= Data to use =
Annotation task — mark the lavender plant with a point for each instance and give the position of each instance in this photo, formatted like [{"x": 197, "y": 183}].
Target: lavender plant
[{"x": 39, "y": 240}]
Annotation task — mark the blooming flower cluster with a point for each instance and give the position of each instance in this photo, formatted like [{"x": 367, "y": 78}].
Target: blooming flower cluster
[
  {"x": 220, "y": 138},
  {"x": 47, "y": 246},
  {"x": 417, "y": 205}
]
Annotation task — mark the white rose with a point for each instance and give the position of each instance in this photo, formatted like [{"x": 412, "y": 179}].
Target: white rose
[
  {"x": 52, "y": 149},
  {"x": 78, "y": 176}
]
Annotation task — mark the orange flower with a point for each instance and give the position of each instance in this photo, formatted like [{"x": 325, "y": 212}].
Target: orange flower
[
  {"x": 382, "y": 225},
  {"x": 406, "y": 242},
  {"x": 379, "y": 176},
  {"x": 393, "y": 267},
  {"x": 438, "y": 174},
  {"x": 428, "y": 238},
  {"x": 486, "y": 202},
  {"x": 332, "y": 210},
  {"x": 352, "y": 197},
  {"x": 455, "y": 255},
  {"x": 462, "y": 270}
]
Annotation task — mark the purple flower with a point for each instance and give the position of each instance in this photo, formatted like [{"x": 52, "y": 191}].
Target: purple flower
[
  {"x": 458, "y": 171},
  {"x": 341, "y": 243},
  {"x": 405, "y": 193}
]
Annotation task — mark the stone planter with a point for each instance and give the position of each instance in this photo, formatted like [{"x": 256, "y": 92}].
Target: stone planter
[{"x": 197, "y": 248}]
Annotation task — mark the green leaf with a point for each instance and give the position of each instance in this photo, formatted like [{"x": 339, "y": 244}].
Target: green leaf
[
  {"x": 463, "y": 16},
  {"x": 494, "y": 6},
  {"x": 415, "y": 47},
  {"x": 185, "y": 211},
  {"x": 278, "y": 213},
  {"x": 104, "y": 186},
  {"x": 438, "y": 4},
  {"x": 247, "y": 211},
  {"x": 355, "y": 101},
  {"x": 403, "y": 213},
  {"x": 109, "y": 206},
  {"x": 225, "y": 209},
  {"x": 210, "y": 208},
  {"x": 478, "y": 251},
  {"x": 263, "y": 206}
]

= Task item =
Go through the listing above and repeat all of it exactly.

= Exercise solution =
Annotation task — mark the lavender plant with a point for each instance and give the position of each instance in this photo, formatted like [{"x": 197, "y": 183}].
Target: lavender plant
[{"x": 39, "y": 240}]
Annotation task — mark the blooming flower cluster with a point for each instance and give the position of each instance in this photo, formatted like [{"x": 367, "y": 78}].
Target: blooming flower cluster
[
  {"x": 220, "y": 138},
  {"x": 47, "y": 246},
  {"x": 417, "y": 205}
]
Annotation task — mark the white rose with a point for each instance and give the position of each instance in this photo, formatted like [{"x": 412, "y": 179}].
Target: white rose
[
  {"x": 52, "y": 149},
  {"x": 78, "y": 176}
]
Annotation task — mark the orange flower with a point for each instance and give the position of each instance in this photo, formatted like [{"x": 325, "y": 212}].
Target: orange flower
[
  {"x": 382, "y": 225},
  {"x": 406, "y": 242},
  {"x": 379, "y": 176},
  {"x": 393, "y": 267},
  {"x": 438, "y": 174},
  {"x": 428, "y": 238},
  {"x": 486, "y": 202},
  {"x": 332, "y": 210},
  {"x": 352, "y": 197},
  {"x": 455, "y": 255},
  {"x": 462, "y": 270}
]
Annotation task — mark the purple flower with a point for each instance and give the position of each instance in this photo, formatted like [{"x": 52, "y": 191}].
Target: purple flower
[
  {"x": 458, "y": 171},
  {"x": 341, "y": 243},
  {"x": 405, "y": 193}
]
Annotation task — mark the stone planter with a point for each instance and give the position of each instance in this photo, formatted like [{"x": 256, "y": 92}].
Target: stone planter
[{"x": 197, "y": 248}]
Annotation task — mark the green leaf with a point for each instance and give the position of each instance in this photo, formatted like [{"x": 339, "y": 244}].
Target: green leaf
[
  {"x": 463, "y": 16},
  {"x": 494, "y": 6},
  {"x": 415, "y": 47},
  {"x": 185, "y": 211},
  {"x": 278, "y": 213},
  {"x": 104, "y": 186},
  {"x": 438, "y": 4},
  {"x": 247, "y": 211},
  {"x": 355, "y": 101},
  {"x": 403, "y": 213},
  {"x": 109, "y": 206},
  {"x": 225, "y": 209},
  {"x": 210, "y": 208},
  {"x": 478, "y": 251},
  {"x": 263, "y": 206}
]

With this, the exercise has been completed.